- YOUR INSTRUCTIONS -
Please count the lines in the data below that mention the word "pole", then give only the total.

Referring expression pointing data
+-------+

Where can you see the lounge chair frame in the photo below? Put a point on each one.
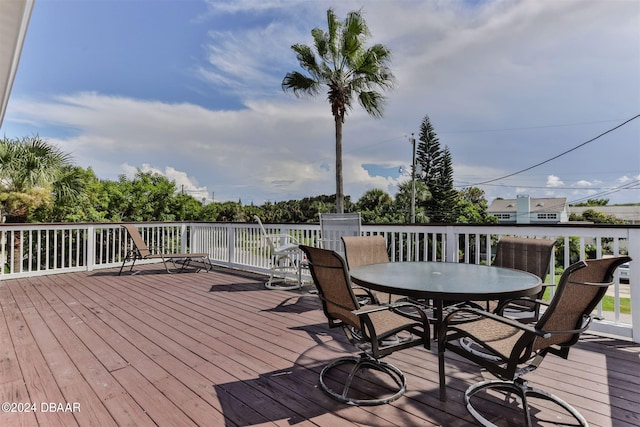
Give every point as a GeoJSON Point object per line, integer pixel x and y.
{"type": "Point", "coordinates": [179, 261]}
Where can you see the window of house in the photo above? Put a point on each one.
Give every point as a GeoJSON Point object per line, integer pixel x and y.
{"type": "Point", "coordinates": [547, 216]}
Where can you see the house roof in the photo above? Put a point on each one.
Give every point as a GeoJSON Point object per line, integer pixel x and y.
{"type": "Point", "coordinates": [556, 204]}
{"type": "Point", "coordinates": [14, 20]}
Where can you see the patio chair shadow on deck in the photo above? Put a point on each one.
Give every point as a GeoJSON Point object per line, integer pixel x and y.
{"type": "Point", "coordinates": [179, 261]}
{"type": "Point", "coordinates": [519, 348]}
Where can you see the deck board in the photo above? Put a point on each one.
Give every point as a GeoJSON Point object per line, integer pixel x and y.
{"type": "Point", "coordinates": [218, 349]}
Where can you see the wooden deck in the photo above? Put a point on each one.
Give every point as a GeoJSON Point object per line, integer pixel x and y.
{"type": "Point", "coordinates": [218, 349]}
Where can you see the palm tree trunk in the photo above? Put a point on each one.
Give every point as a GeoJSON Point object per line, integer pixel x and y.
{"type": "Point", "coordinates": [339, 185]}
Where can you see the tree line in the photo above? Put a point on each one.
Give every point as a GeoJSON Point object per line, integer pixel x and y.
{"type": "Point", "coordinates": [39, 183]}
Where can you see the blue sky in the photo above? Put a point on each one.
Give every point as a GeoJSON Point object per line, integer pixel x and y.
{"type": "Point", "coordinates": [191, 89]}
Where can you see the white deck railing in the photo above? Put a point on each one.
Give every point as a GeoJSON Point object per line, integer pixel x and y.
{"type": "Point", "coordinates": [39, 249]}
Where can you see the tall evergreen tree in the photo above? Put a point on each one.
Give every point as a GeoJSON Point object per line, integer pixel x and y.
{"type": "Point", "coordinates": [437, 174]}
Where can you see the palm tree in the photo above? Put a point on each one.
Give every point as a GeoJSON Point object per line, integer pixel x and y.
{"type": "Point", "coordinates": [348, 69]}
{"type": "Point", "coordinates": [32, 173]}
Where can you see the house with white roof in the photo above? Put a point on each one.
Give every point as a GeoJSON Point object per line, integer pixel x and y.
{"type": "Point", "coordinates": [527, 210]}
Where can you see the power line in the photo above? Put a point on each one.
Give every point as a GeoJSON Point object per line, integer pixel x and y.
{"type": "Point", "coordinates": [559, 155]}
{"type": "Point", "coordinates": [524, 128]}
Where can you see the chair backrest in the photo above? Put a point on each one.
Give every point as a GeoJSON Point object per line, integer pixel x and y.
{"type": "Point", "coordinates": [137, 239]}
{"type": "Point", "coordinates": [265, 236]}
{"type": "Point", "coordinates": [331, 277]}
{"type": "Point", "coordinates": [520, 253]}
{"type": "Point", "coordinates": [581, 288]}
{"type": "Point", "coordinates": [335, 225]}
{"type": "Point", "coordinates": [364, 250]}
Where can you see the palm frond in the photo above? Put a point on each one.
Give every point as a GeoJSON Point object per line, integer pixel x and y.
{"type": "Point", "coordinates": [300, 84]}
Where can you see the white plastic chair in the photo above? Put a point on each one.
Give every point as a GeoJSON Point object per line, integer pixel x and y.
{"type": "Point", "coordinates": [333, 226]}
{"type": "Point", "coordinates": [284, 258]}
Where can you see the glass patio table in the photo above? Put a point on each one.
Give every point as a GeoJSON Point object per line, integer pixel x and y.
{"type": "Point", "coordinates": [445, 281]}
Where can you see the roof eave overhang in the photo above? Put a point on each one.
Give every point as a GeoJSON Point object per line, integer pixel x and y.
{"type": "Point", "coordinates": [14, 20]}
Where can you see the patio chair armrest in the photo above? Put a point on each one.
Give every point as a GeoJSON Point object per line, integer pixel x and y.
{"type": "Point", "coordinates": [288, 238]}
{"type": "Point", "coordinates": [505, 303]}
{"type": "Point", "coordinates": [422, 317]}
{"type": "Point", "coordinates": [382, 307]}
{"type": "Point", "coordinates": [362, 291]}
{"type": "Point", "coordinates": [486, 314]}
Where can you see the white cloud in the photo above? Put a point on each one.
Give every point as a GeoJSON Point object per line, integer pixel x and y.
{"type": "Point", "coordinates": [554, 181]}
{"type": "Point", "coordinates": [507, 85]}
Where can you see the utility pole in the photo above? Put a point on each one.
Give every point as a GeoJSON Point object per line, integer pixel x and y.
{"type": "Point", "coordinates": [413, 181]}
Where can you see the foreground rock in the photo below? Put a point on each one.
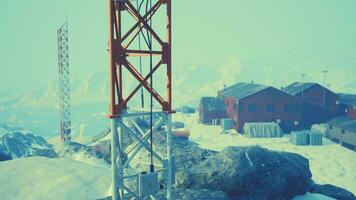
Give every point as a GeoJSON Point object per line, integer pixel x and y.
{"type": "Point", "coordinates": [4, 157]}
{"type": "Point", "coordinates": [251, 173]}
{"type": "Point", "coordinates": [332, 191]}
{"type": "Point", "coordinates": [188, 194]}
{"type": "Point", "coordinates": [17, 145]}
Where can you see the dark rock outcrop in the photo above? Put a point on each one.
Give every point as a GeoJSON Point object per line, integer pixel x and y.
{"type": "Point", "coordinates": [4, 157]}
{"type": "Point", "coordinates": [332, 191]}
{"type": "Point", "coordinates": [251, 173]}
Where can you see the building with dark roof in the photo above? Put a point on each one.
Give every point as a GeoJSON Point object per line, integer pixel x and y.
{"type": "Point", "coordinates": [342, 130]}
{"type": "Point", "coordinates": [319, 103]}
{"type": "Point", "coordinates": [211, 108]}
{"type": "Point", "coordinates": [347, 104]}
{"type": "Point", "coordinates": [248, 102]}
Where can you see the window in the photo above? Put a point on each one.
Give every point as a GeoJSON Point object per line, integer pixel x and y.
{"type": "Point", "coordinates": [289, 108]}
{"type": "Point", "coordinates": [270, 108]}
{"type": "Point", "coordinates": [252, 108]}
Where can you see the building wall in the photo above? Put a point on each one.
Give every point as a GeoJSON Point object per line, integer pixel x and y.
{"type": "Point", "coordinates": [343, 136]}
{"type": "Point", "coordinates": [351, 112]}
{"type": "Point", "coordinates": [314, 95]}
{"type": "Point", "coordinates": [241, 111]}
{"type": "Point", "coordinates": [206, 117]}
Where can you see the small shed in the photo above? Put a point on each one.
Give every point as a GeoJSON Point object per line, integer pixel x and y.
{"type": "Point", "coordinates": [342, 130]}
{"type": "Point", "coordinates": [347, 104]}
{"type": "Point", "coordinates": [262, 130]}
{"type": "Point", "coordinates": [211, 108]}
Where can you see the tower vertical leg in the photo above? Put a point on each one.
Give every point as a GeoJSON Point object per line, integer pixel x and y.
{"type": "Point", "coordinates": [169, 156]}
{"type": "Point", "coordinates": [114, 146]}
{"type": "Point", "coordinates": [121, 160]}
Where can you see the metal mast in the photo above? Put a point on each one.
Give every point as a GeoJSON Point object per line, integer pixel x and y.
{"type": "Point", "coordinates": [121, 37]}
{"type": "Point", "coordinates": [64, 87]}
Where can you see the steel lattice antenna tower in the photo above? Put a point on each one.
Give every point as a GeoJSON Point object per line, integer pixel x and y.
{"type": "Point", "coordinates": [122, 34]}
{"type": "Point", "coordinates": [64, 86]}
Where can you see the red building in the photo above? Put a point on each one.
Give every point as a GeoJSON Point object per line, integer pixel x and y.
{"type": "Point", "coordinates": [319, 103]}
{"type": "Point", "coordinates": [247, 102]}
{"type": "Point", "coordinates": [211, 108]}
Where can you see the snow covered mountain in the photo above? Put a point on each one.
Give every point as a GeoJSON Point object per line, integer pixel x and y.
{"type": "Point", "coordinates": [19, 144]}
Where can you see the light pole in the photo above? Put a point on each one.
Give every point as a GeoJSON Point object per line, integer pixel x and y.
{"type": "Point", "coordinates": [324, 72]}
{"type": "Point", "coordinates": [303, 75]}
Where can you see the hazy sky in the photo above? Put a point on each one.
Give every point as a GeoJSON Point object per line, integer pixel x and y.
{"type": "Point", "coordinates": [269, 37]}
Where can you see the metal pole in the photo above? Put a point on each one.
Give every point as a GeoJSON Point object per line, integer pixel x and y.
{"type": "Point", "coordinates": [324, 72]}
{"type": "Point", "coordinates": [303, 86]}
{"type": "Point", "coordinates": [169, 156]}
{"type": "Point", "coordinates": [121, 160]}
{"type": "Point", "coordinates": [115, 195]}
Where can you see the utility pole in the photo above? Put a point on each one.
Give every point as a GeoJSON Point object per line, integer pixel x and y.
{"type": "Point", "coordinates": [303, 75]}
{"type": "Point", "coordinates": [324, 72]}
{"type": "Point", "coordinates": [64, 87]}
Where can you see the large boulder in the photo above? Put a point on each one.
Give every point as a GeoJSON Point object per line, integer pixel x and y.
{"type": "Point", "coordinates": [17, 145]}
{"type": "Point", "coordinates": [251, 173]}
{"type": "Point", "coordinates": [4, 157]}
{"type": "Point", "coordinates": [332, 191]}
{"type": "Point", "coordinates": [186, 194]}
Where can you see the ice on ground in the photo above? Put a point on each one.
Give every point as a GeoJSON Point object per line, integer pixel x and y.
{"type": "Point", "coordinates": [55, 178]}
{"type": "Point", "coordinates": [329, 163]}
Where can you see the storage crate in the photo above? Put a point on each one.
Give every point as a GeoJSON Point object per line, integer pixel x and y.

+-------+

- RESULT OF THIS TASK -
4